▶ Description of the task
Every line holding the word "boot" should be copied from the material.

▶ Materials provided
┄┄┄┄┄┄┄┄┄┄┄┄┄┄┄┄┄┄┄┄

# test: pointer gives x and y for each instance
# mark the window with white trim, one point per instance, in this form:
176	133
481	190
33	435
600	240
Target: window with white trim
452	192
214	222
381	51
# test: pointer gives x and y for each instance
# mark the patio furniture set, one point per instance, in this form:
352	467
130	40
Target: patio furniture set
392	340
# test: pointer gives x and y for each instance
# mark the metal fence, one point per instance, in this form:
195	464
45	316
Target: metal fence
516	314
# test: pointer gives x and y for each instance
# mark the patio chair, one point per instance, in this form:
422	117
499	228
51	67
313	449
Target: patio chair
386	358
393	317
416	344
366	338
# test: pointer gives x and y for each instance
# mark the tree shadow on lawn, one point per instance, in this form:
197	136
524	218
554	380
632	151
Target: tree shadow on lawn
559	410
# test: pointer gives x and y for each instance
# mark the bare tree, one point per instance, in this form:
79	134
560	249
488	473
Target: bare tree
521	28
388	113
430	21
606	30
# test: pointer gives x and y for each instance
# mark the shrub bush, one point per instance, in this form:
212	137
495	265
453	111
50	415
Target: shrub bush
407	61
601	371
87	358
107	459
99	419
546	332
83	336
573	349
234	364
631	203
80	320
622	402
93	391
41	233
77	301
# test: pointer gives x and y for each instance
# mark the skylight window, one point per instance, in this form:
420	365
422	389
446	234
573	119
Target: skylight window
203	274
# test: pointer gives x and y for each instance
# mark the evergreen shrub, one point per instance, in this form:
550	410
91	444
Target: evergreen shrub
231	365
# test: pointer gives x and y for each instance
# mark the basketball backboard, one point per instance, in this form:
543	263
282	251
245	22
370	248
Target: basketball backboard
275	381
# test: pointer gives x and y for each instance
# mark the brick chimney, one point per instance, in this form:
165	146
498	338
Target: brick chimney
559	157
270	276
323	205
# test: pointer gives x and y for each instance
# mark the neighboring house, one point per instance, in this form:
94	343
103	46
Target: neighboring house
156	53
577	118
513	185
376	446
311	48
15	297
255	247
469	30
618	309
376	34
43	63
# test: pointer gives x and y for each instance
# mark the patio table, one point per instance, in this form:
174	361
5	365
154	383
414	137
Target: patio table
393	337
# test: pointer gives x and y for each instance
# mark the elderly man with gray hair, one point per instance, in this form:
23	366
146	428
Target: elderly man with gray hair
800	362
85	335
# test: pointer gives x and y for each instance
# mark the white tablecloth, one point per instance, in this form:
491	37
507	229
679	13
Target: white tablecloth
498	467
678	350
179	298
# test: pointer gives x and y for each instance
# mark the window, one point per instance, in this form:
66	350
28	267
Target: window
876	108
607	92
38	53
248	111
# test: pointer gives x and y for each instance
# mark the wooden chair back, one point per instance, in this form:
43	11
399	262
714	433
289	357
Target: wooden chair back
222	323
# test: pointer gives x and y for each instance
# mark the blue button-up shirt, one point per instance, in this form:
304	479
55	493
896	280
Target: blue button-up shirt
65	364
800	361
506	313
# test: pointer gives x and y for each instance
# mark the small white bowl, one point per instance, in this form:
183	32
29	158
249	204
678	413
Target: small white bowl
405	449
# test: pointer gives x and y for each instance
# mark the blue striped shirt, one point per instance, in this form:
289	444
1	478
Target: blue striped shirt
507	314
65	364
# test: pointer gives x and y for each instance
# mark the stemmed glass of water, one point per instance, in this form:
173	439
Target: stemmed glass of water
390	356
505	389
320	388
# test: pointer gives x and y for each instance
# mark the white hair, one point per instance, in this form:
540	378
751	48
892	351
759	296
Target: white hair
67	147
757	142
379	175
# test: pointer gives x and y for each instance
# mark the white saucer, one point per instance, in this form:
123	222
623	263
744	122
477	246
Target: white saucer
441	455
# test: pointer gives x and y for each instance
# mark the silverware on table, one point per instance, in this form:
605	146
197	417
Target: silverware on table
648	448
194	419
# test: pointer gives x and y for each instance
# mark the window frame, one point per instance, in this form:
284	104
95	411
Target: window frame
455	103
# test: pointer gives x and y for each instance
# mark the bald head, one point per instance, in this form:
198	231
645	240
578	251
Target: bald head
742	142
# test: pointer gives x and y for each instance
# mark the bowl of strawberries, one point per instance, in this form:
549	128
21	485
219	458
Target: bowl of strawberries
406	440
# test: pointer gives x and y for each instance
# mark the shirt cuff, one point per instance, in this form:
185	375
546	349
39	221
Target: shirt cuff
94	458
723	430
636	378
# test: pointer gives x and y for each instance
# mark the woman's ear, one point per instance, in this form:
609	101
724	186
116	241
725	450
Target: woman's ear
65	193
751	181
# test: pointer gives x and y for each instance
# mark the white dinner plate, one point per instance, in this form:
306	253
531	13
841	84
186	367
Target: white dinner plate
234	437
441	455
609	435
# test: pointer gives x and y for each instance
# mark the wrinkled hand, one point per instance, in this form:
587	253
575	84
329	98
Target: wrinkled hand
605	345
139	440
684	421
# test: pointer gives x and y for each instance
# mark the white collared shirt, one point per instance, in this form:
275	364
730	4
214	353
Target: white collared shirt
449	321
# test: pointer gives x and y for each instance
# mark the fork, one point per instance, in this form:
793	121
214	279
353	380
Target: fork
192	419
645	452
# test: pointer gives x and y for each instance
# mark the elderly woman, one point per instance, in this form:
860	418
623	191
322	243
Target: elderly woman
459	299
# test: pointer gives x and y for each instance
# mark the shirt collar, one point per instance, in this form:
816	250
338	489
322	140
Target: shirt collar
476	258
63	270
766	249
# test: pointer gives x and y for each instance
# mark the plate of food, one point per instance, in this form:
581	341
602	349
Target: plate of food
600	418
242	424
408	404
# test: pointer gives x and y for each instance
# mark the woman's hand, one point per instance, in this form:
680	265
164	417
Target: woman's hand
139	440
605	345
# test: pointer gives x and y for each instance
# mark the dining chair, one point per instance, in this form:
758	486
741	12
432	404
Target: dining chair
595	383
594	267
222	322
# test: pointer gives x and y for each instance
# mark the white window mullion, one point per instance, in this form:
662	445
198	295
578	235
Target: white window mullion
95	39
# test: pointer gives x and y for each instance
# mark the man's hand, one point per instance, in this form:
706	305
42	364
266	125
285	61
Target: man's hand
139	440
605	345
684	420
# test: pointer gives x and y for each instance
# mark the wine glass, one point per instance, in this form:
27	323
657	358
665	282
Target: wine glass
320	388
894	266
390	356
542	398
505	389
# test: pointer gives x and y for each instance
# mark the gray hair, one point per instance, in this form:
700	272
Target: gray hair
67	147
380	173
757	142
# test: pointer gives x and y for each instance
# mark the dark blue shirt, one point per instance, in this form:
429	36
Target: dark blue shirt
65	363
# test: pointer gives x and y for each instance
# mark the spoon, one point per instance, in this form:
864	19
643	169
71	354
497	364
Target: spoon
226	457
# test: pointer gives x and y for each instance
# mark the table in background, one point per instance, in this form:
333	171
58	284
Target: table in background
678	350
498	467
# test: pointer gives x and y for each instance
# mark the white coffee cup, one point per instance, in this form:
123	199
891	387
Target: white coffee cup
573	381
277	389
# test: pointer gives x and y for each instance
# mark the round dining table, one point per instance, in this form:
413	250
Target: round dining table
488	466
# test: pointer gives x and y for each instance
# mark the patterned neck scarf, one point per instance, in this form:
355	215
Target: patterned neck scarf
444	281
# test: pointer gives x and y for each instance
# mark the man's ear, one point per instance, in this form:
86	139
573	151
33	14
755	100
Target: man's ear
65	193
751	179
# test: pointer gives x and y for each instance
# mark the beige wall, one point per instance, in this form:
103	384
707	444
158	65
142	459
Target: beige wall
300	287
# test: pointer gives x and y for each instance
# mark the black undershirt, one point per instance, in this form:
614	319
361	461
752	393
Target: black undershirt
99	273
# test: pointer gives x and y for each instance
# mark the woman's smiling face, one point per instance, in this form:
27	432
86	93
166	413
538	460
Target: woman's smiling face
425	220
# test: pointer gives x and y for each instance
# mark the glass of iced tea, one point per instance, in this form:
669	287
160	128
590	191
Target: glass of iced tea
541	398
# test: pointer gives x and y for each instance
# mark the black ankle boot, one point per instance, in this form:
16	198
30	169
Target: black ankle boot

┄┄┄┄┄┄┄┄┄┄┄┄┄┄┄┄┄┄┄┄

▶ Task result
# mark the black ankle boot, one point per instance, in this form:
Target: black ankle boot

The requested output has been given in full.